What is needed is an exact copy of every line in the listing.

::::::::::

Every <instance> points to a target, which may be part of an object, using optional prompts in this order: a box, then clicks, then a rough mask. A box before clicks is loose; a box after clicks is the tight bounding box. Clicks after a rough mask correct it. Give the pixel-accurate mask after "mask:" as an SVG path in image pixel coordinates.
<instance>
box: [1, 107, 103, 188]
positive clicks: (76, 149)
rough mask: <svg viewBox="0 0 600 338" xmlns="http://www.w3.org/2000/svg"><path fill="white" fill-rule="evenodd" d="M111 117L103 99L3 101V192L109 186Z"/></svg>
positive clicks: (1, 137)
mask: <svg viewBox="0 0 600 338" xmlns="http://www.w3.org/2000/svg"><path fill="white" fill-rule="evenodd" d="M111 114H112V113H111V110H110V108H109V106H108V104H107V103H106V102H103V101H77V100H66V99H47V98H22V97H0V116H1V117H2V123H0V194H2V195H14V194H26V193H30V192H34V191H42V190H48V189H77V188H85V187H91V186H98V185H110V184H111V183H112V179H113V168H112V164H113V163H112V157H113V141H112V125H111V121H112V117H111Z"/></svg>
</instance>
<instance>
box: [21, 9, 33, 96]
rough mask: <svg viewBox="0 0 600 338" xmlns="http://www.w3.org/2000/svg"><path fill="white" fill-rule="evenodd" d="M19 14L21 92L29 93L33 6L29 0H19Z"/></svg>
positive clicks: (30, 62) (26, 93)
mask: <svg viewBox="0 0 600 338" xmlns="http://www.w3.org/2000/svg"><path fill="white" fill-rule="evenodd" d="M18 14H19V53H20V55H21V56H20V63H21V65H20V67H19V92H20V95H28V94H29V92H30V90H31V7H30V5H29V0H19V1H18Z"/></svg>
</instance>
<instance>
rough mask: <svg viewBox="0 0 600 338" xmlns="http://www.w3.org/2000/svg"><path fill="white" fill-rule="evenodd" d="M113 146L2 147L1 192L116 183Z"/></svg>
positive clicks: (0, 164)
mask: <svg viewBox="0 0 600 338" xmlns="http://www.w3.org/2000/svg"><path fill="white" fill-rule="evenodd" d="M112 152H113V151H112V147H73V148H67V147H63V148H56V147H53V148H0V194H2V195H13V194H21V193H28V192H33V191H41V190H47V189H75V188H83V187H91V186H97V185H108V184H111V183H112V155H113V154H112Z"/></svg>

::::::::::

■ Solution for this exercise ■
Every <instance> points to a target, which may be part of an object, using optional prompts in this order: a box, then clicks, then a rough mask. A box before clicks is loose; a box after clicks is the tight bounding box. Clicks after a rough mask correct it. Give the pixel-accurate mask after "mask:" as an SVG path in image pixel coordinates.
<instance>
box: [1, 107, 103, 188]
positive clicks: (76, 149)
rough mask: <svg viewBox="0 0 600 338" xmlns="http://www.w3.org/2000/svg"><path fill="white" fill-rule="evenodd" d="M111 117L103 99L3 101V192L109 186Z"/></svg>
positive clicks: (1, 137)
mask: <svg viewBox="0 0 600 338" xmlns="http://www.w3.org/2000/svg"><path fill="white" fill-rule="evenodd" d="M111 114H112V113H111V110H110V108H109V106H108V104H107V103H106V102H103V101H77V100H66V99H47V98H22V97H0V116H1V117H2V123H0V194H2V195H14V194H26V193H30V192H34V191H42V190H48V189H77V188H85V187H91V186H98V185H110V184H111V183H112V179H113V168H112V164H113V163H112V157H113V141H112V125H111V121H112V117H111Z"/></svg>
</instance>
<instance>
box: [21, 9, 33, 96]
rough mask: <svg viewBox="0 0 600 338" xmlns="http://www.w3.org/2000/svg"><path fill="white" fill-rule="evenodd" d="M19 14L21 92L29 93L33 6L29 0H19Z"/></svg>
positive clicks: (30, 62) (26, 93)
mask: <svg viewBox="0 0 600 338" xmlns="http://www.w3.org/2000/svg"><path fill="white" fill-rule="evenodd" d="M18 14H19V53H20V55H21V56H20V63H21V65H20V67H19V92H20V95H28V94H29V92H30V90H31V7H30V5H29V0H19V1H18Z"/></svg>
</instance>
<instance>
rough mask: <svg viewBox="0 0 600 338" xmlns="http://www.w3.org/2000/svg"><path fill="white" fill-rule="evenodd" d="M113 146L2 147L1 192L116 183Z"/></svg>
positive clicks: (0, 164)
mask: <svg viewBox="0 0 600 338" xmlns="http://www.w3.org/2000/svg"><path fill="white" fill-rule="evenodd" d="M112 152H113V151H112V147H73V148H67V147H63V148H56V147H53V148H0V194H2V195H13V194H21V193H28V192H33V191H41V190H47V189H75V188H83V187H91V186H97V185H108V184H111V183H112V155H113V154H112Z"/></svg>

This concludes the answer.